**ENTRIES:**
================
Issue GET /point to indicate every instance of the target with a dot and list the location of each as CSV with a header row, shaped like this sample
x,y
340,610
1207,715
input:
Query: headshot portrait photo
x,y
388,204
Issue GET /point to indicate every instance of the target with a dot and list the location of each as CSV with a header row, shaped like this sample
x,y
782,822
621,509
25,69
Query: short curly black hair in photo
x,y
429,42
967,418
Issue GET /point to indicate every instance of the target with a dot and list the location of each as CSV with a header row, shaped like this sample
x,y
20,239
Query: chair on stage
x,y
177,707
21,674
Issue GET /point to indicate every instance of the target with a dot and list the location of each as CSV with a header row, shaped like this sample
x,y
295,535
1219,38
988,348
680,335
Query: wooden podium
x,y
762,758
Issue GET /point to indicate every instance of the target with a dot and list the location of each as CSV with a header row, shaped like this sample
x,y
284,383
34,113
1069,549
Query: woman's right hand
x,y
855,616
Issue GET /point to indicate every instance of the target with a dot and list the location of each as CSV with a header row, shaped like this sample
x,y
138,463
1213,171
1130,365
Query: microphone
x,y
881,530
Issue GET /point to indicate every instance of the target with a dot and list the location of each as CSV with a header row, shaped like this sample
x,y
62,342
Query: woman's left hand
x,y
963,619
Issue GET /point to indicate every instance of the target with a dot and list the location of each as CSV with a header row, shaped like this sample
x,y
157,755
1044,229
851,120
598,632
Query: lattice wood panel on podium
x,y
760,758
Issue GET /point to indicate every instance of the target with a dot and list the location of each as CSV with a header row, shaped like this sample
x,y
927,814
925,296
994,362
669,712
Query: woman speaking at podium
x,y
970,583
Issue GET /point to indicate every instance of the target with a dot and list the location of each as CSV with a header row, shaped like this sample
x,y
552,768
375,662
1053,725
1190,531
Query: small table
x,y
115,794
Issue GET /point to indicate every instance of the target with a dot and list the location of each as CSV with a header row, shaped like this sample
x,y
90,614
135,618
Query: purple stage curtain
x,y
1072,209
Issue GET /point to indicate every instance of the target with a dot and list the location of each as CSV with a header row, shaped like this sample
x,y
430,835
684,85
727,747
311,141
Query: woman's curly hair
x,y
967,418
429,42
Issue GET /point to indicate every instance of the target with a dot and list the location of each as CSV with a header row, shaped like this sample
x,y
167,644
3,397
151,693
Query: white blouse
================
**WRITTEN TASK:** Extract all of the data shown above and repeat it verbatim.

**CORRECT ANSWER:**
Issue GET /point to indicate every instance of the target with a dot and list the location of each as CSV with a header row, shaped like this sample
x,y
340,610
1207,715
input:
Query: headshot portrait photo
x,y
388,204
Issue GET /point to indicate every instance of the target with a dot and list the location of each as CSV with a header row, shaped like this sample
x,y
782,822
621,509
25,69
Query: short curly black hair in photo
x,y
429,42
967,418
Issue GET /point to indicate every instance of the target with a dot and list the location of each as CSV with a header row, shaped like this sample
x,y
20,239
Query: chair on stage
x,y
177,707
21,674
Issue GET /point to indicate every instance of the target with a dot and list the location of each as CSV with a header row, shaped like this sample
x,y
295,535
1219,38
988,348
680,335
Query: wooden podium
x,y
762,758
Issue GET /point to indicate every instance of the target with a dot and list the location of each as CSV with a header row, shaped like this sample
x,y
284,383
34,113
1069,549
Query: woman's right hand
x,y
855,616
Issue GET /point to indicate every instance of the target with a dot and list the location of each as CSV with a header row, shaped like this sample
x,y
138,463
1213,171
1130,365
Query: microphone
x,y
881,530
Issue GET /point to indicate every instance of the target with a dot and list the location of each as CSV with a header row, shaped like this sample
x,y
62,342
Query: woman's left hand
x,y
963,619
Issue GET /point to indicate every instance of the target with a dot and list the location of each as CSV with a header row, shaped like this sample
x,y
157,755
1044,229
851,120
598,632
Query: lattice wood panel on podium
x,y
760,758
Issue GET /point to indicate every instance of the target with a dot and list the location of each as CSV with a header row, shaped like this sample
x,y
927,814
925,296
994,362
669,712
Query: woman speaking at podium
x,y
970,583
Issue GET /point to indicate every instance of the target with a dot and list the location of each as CSV with a header row, shaped like this sample
x,y
552,768
375,662
1053,725
1190,531
Query: small table
x,y
115,794
Issue GET /point to indicate every instance of the target with a dot and list the location of each as CSV with a header row, shaped like this sample
x,y
90,614
135,618
Query: purple stage curtain
x,y
1072,209
Issue GET /point to indicate every instance of the target with a dot and list the location of each as CSV with a header row, shaped like this sample
x,y
430,835
684,85
727,747
311,141
Query: woman's curly hair
x,y
967,418
429,42
Issue GET /point to indicate every instance of the target with a dot and list the location of each as CSV with a header row, shaped like this sample
x,y
167,644
3,397
151,693
Query: white blouse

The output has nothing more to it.